### WORK REQUIRED:
Copy out the data below verbatim.

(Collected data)
== == ==

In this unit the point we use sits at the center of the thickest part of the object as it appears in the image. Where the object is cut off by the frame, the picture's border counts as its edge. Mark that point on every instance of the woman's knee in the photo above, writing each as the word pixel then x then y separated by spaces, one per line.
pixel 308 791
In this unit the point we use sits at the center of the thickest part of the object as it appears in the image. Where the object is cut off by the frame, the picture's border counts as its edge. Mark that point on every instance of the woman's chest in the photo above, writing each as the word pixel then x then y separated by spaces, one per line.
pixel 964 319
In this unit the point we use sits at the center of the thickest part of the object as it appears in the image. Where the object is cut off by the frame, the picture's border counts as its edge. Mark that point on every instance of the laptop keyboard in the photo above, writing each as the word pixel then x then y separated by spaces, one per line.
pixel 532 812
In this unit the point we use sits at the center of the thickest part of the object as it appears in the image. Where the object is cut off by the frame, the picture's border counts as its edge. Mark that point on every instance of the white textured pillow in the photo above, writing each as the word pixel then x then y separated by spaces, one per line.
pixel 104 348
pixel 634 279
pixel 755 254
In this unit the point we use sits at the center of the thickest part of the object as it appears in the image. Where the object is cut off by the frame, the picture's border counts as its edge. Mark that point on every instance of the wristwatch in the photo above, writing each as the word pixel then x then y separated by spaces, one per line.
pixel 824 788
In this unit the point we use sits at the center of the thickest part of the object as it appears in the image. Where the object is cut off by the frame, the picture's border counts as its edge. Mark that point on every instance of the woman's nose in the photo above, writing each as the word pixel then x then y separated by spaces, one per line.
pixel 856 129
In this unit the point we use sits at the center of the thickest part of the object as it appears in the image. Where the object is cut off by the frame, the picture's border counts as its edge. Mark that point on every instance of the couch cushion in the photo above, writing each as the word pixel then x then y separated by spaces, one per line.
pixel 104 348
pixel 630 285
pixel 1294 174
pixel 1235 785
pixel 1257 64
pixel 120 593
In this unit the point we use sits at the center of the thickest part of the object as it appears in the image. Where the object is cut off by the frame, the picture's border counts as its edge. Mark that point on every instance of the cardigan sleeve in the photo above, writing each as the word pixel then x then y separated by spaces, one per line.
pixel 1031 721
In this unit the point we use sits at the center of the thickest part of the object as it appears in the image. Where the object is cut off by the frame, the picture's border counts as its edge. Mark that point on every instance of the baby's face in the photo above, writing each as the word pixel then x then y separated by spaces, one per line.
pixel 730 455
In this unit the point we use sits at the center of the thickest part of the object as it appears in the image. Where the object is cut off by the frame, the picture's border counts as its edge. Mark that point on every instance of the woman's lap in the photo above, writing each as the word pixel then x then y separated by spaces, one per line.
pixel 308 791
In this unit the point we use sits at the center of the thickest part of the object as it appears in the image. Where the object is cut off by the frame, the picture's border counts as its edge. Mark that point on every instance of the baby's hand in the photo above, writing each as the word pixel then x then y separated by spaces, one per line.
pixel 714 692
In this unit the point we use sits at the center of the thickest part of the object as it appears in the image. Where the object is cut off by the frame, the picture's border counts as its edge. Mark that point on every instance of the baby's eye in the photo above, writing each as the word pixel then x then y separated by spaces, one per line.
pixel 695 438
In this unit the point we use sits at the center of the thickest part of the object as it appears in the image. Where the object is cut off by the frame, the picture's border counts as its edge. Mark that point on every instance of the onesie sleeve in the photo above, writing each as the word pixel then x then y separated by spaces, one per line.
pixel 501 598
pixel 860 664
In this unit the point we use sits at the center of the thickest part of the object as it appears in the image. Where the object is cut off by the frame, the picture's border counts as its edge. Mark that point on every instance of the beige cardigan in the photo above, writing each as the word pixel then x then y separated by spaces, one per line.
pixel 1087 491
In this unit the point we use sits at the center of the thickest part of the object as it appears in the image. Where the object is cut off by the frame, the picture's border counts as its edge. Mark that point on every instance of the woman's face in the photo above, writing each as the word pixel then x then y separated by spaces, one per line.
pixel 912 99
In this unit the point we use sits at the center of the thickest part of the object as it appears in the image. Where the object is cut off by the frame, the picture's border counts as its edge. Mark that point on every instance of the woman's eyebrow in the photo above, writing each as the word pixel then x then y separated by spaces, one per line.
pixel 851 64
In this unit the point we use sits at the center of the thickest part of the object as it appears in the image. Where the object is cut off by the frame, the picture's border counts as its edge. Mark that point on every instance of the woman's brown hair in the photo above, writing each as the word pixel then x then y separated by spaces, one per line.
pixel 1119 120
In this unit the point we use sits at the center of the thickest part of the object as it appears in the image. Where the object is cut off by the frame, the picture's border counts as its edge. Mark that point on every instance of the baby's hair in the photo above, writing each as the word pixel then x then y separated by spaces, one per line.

== == ==

### WRITTEN ANSWER:
In this unit the point we use sits at the center of the thickest part of the object as it appears in the image. Where the object is cut off by the frame, the picture's border counts as its edge. Mark that point on every instance of the woman's knee in the photo above, writing each as the word pixel then x then y separated by spaces, one per line.
pixel 308 791
In this unit the point we use sits at the center of the thickest part of the object as it appears in the image. Where the object is cut off by the frame, the picture's border counts as its edge. Mark that point on every instance of the woman's chest in the photo above, writing each as the word pixel then x then y separated by spaces, one per line.
pixel 964 319
In this unit the point we use sits at the center of the thickest part of the object as it appears in the image. Where the object is cut off by the frame, the picture's border counts as its edge. Mark that point on every instance of the laptop keyboard in the photo above, writing each as the word pixel then x then y separated by spaces, one per line.
pixel 532 812
In this unit the point we use sits at the center of the thickest part of the object as it appears in the image. Where the object is cut off by the frame, the picture's border counts as its edge. Mark that point on every instance of the white textured pillow in the photo above, writing each as the word pixel then x then y separated by spaces, one per line.
pixel 104 348
pixel 634 279
pixel 755 254
In this unit the point we use sits at the center of the thickest part of the object as it appears in the image. Where the object is cut off by the frame, the picture's border counts as its edge. Mark that point on every instance of the wristwatch in the photo above, writing each as the word pixel then x then y separated by spaces, one per line.
pixel 824 788
In this unit the point we use sits at the center of the thickest part of the object as it appears in the image. Where the object is cut off by the frame, the picture's border counts as its edge. Mark that point on every instance of the woman's nose in the photo above, writing each as the word pixel then x then y separated by spaces, one per line.
pixel 856 129
In this unit the point we use sits at the center of the thickest part of the object as it appears in the image. Where the object is cut off by the frame, the picture's border counts as its edge. Mark that point on every instance of the couch cushion in the photo above, writing each as the word pixel then x then y separated by spaces, one per line.
pixel 104 348
pixel 630 285
pixel 1294 174
pixel 1235 785
pixel 1257 64
pixel 120 593
In this unit the point we use sits at the center of the thickest part of the object as it appears in the image. Where the object is cut off by the frame, the picture's border counts as its edge. Mark that point on every instance of the cardigan sleeve in the photo above, writing each as the word pixel then x then y separated by spaces, one per line.
pixel 1031 721
In this unit the point we use sits at the center of the thickest part of the object as it appears in the image. Where the object is cut off by the frame, the picture's border counts as its edge. Mark that point on every instance of the baby's face in the photo above, writing each as the word pixel then x then y separated by spaces, one per line.
pixel 730 455
In this unit the point we use sits at the center of the thickest part of the object as it appears in the image. Where the object is cut off by the frame, the picture's border counts as its edge. Mark that point on every instance of the woman's lap in the photo above, writing each as the word pixel then x then y separated by spaces, one per line.
pixel 308 791
In this unit the point we use sits at the center of the thickest part of the object as it appears in the image. Where the object is cut off by the frame, the picture's border counts as its edge. Mark that point on every instance of the baby's hand in the photo above, writing each as the word pixel then x then y separated by spaces, one per line.
pixel 714 692
In this unit the point we use sits at the center of the thickest part of the object as it appears in the image. Where the object is cut off by the frame, the picture's border counts as its edge. Mark that point on every instance of the baby's eye in the photo above, writing each as the word pixel then x then y separated by spaces, one per line.
pixel 695 438
In this unit the point we use sits at the center of the thickest part of the object as it appears in the image. Where the object is cut off by the frame, the picture's border counts as its edge. Mark that point on every instance of the onesie sleeve in the photo above, writing each as the word pixel then x then y separated by spaces, one per line.
pixel 501 598
pixel 860 664
In this unit the point we use sits at the center of the thickest part of the object as it appears in the image. Where the object is cut off by the frame, the picture's border counts as its edge. Mark that point on every instance of the beige cardigan in the photo above, writing each as the word pixel then x then y separated by spaces, one per line.
pixel 1087 491
In this unit the point we use sits at the center of the thickest part of the object as it appears in the image. Where the object is cut off by the frame, the picture's border counts as its edge. Mark that point on every instance of the woman's face in the photo above, writing each as the word pixel then x then y separated by spaces, one per line.
pixel 912 99
In this unit the point we use sits at the center of the thickest part of the object as it appears in the image. Where the object is cut off by the frame, the picture's border counts as its edge. Mark that point on every instance of the woman's eyebrow in the photo above, writing each as the word pixel then x then y separated by spaces, one per line.
pixel 851 64
In this unit the point we use sits at the center of the thickest part of the object as it appears in the image. Where the object is cut off by the frame, the picture's border counts as its edge. Mark that point on every instance of the woman's brown hair in the photo above, writing each as the word pixel then x then y separated by spaces, one per line.
pixel 1119 120
In this unit the point we use sits at the center of the thickest part of the object as it appears in the image. Where the object is cut off by the frame, the picture's border counts as its edge. Mark that point on every instance of the baby's hair in the photo above, writing each as the word pixel then x then y separated by spaces, one per line.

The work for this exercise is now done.